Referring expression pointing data
%%
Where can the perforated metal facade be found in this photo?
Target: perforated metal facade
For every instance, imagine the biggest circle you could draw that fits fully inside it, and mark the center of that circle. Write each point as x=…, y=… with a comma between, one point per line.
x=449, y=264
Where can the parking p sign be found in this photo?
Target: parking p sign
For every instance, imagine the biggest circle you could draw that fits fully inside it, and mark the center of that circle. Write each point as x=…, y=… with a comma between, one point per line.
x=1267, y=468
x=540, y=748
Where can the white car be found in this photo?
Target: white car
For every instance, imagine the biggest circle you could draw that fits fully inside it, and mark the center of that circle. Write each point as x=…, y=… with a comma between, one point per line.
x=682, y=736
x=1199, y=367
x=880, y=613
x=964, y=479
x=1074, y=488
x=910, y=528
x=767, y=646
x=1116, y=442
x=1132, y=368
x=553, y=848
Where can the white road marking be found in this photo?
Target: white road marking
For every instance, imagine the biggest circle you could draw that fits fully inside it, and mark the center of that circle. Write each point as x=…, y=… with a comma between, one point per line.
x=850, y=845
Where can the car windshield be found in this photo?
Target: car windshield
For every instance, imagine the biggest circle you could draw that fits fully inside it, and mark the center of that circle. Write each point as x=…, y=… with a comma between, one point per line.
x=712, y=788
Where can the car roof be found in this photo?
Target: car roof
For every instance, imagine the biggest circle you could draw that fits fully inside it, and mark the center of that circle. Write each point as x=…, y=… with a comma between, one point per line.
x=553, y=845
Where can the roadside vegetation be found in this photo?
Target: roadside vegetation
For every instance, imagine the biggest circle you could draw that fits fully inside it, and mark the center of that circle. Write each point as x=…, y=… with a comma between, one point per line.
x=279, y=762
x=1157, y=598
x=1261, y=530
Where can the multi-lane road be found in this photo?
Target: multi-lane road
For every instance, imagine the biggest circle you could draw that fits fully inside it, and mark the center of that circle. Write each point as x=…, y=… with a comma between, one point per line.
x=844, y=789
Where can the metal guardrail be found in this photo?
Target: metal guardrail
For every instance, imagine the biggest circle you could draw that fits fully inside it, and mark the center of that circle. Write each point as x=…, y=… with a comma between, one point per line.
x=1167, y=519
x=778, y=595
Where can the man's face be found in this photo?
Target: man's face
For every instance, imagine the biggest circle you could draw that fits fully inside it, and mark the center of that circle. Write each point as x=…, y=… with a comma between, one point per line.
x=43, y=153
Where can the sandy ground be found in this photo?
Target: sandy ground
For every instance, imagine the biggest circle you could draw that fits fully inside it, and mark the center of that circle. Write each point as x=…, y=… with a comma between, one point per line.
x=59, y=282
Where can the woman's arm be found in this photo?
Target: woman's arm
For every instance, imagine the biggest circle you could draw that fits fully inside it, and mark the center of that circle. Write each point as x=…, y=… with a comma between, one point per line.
%%
▸ **WORK ORDER**: Please return all of the entries above, exactly and completely.

▸ **ANSWER BOX**:
Where can the perforated metal facade be found in this photo?
Target: perforated metal facade
For every instance, imagine the biggest circle you could draw that fits fully inside it, and mark the center of that circle. Write each point as x=…, y=… with a comma between, one point per line.
x=449, y=264
Where can the parking p sign be found in this photo?
Target: parking p sign
For every instance, imagine the biggest circle you could draw that fits fully inside it, and mark the center of that circle. Write each point as x=…, y=… with a comma between, one point per line.
x=1267, y=468
x=540, y=748
Where can the white car be found in this photo?
Target: white car
For every instance, imagine the biggest circle you could draw that fits fully inside it, and mark the center of that circle. Write each point as x=…, y=… with a comma between, one point per line.
x=682, y=736
x=1199, y=367
x=880, y=613
x=964, y=479
x=1074, y=488
x=910, y=528
x=767, y=646
x=1116, y=442
x=1132, y=368
x=553, y=848
Where can the white road marking be found in this photo?
Target: white road marking
For every instance, imagine the biggest circle you could draw that fits fully inside it, and mark the center of that circle. Write each point as x=…, y=… with a comma between, one point per line.
x=850, y=845
Where can the car windshield be found in this photo?
Target: car windshield
For every instance, imagine the biggest circle you could draw that fits fully inside it, and mark the center of that circle. Write each point as x=…, y=… with a comma between, one point per line.
x=712, y=788
Where can the car roof be found in this photo?
Target: car roof
For every instance, imagine the biggest circle you could draw that fits fully inside it, and mark the center of that circle. Write each point as x=…, y=… with a comma between, one point per line.
x=553, y=845
Where can the roadside vegetation be found in this photo?
Target: roadside vegetation
For every instance, imagine the biggest circle you could draw that fits fully inside it, and mark the center of that circle. Write each point as x=…, y=… with a comma between, one point per line.
x=279, y=762
x=1157, y=598
x=1261, y=530
Where can the multi-lane road be found in this photo?
Target: multi-lane road
For every instance, imagine the biggest circle you could draw that fits fully inside it, and mark the center of that circle. Write each point as x=…, y=… with a comma between, one point per line.
x=844, y=789
Where can the metal guardrail be found in this photo?
Target: metal guardrail
For every instance, imagine the biggest circle you could draw that fits fully inside it, and mark the center of that circle. Write each point as x=…, y=… with a comma between, one point per line.
x=1167, y=519
x=778, y=595
Where can the man's face be found in this photo?
Target: man's face
For every instance, imagine the biggest circle you could draw that fits fully inside it, and mark the center of that circle. Write each point as x=…, y=… with a comma between, one point per line.
x=43, y=153
Where can the sandy ground be found in this photo?
Target: sandy ground
For every instance, imagine the biggest circle you could draw that fits fully inside it, and mark the center of that circle. Write each point as x=…, y=… with a comma between, one point per line.
x=59, y=282
Where can the woman's arm be found in this photo?
Target: woman's arm
For every instance, imagine the biggest circle you could draw that fits fully inside it, and mark the center of that circle. Write each point as x=…, y=… with a comma between, one point per line.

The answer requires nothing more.